GENERAL EDUCATION AND ADAPTABILITY
The correlation between general education and adaptability makes a belief in
general education for designers widespread, although hardly ubiquitous. This belief
is often tempered by a distinctly anti-intellectual streak in design teachers. In the
mid-1970s, an industrial design teacher of mine told me I was “too articulate” and
that great design happens when designers have no other way of expressing
themselves than with form. Paul Rand, perhaps the best-known living graphic
designer and design educator, recently wrote that a “student whose mind is cluttered
with matters that have nothing directly to do with design . . . is a bewildered
student.”11 Clearly, many design teachers and many design students see “academic”
classes as time stolen from their true purpose—the design studio.
Rand’s denial of “matters that have nothing directly to do with design” places
design education clearly in the realm of vocational training. In addition to his
questionable assumptions about the separability of form from meaning, Rand’s
statement assumes that any current list of subjects that “have nothing directly to do
with design” will apply in the future.

RECORDS FOR THE TASK:
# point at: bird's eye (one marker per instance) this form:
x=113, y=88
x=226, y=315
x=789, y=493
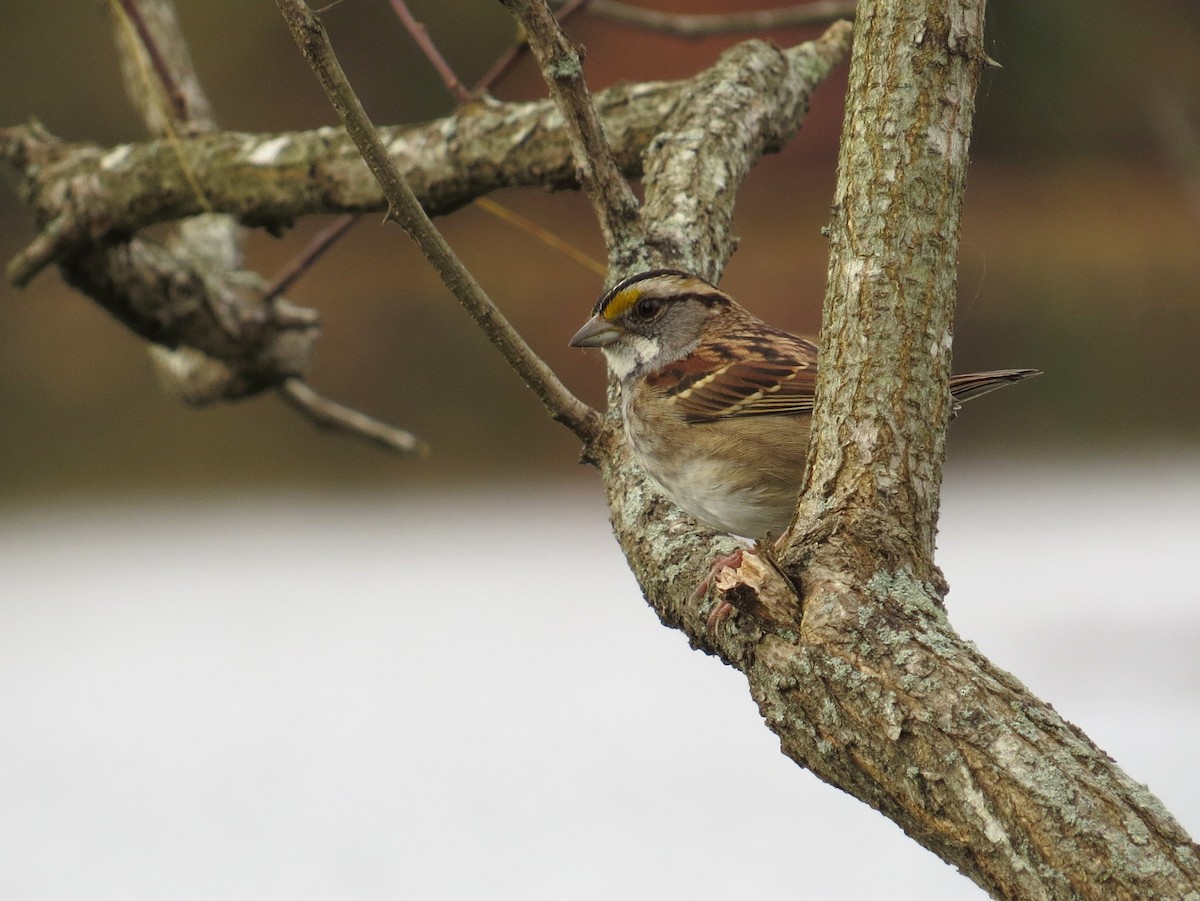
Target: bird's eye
x=647, y=307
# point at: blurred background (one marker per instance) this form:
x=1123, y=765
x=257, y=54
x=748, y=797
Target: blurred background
x=173, y=580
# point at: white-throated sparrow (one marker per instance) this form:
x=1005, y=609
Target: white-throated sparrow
x=715, y=402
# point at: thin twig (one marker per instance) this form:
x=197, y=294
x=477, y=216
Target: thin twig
x=333, y=415
x=181, y=114
x=559, y=61
x=693, y=26
x=421, y=35
x=166, y=78
x=300, y=264
x=405, y=209
x=516, y=53
x=547, y=238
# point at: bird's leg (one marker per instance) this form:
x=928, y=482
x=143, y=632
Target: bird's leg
x=723, y=610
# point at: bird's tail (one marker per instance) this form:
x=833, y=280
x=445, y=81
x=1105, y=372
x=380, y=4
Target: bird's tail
x=976, y=384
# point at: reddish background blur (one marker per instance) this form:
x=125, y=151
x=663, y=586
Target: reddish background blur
x=1079, y=252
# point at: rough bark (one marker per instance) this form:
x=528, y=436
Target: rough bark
x=871, y=689
x=867, y=685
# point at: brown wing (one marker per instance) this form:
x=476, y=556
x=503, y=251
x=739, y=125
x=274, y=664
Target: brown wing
x=742, y=376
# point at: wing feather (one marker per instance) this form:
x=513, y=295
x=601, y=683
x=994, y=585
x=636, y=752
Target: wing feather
x=775, y=376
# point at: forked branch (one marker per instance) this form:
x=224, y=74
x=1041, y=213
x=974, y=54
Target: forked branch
x=406, y=210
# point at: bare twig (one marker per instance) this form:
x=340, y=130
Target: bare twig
x=693, y=26
x=547, y=238
x=516, y=53
x=300, y=264
x=333, y=415
x=169, y=86
x=406, y=210
x=611, y=197
x=421, y=35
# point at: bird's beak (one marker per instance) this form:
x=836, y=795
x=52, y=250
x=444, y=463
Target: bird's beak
x=597, y=331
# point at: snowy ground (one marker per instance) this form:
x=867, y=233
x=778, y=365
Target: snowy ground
x=330, y=697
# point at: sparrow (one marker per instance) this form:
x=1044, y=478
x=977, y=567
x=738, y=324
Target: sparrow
x=717, y=403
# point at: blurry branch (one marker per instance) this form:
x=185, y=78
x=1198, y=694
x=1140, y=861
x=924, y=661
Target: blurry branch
x=873, y=690
x=94, y=194
x=213, y=337
x=1179, y=134
x=405, y=208
x=421, y=35
x=612, y=200
x=546, y=236
x=329, y=414
x=304, y=260
x=694, y=26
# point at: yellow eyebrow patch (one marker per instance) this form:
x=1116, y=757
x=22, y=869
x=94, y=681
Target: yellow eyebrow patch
x=621, y=302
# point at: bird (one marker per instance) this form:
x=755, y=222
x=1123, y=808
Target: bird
x=717, y=403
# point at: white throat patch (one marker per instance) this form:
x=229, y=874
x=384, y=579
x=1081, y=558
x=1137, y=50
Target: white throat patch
x=629, y=353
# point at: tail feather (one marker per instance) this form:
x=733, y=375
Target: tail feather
x=976, y=384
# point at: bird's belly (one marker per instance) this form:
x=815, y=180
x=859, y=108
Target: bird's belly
x=711, y=480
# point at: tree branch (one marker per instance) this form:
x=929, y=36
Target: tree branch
x=613, y=202
x=421, y=35
x=873, y=690
x=406, y=209
x=695, y=26
x=329, y=414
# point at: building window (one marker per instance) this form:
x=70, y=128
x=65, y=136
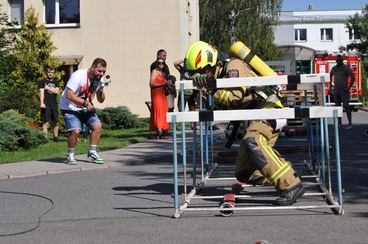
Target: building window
x=16, y=11
x=353, y=34
x=326, y=34
x=61, y=12
x=300, y=34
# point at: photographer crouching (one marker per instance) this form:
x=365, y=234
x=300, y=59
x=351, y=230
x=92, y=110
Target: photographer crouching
x=77, y=107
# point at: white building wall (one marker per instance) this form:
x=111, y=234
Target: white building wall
x=314, y=21
x=127, y=34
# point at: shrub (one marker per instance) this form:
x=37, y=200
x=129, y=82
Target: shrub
x=15, y=134
x=119, y=118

GIVEN REQUEST 1:
Rewrite the listing from its first line through the line containing "x=723, y=610", putting "one dot per item" wherever "one marker per instance" appears and changing nothing else. Leave out the pictures.
GIVEN REQUEST 2:
Carry on the passage about general education and adaptability for designers, picking up right after its last sentence.

EXERCISE ANSWER 1:
# point at: bird's eye (one dot per item) this form:
x=113, y=88
x=226, y=315
x=789, y=493
Target: bird's eye
x=647, y=307
# point at: blurred background (one dot per item) this form:
x=1123, y=765
x=257, y=54
x=748, y=797
Target: blurred background
x=173, y=580
# point at: white-throated sparrow (one dot per item) this form:
x=1005, y=609
Target: white-throated sparrow
x=715, y=402
# point at: thin twig (one dot per item) this form:
x=197, y=294
x=477, y=216
Target: thin twig
x=333, y=415
x=181, y=114
x=559, y=61
x=693, y=26
x=421, y=35
x=166, y=78
x=300, y=264
x=405, y=209
x=516, y=53
x=547, y=238
# point at: bird's leg (one dot per item) this form:
x=928, y=482
x=143, y=632
Target: bird's leg
x=723, y=610

EXERCISE ANSWER 2:
Sharon Poggenpohl, a professor at the Institute of Design at IIT, argued well
for the opposite stance.12 She adopted the term “contrarian” from Wall Street,
where long-term players, recognizing the cyclical nature of the stock market,
determine what everyone else is doing and then do the opposite. I believe design
educators must be contrarians and look at the fact that “practical education” is
neither practical nor education and move beyond, as Charles Bailey puts it, the
present and particular.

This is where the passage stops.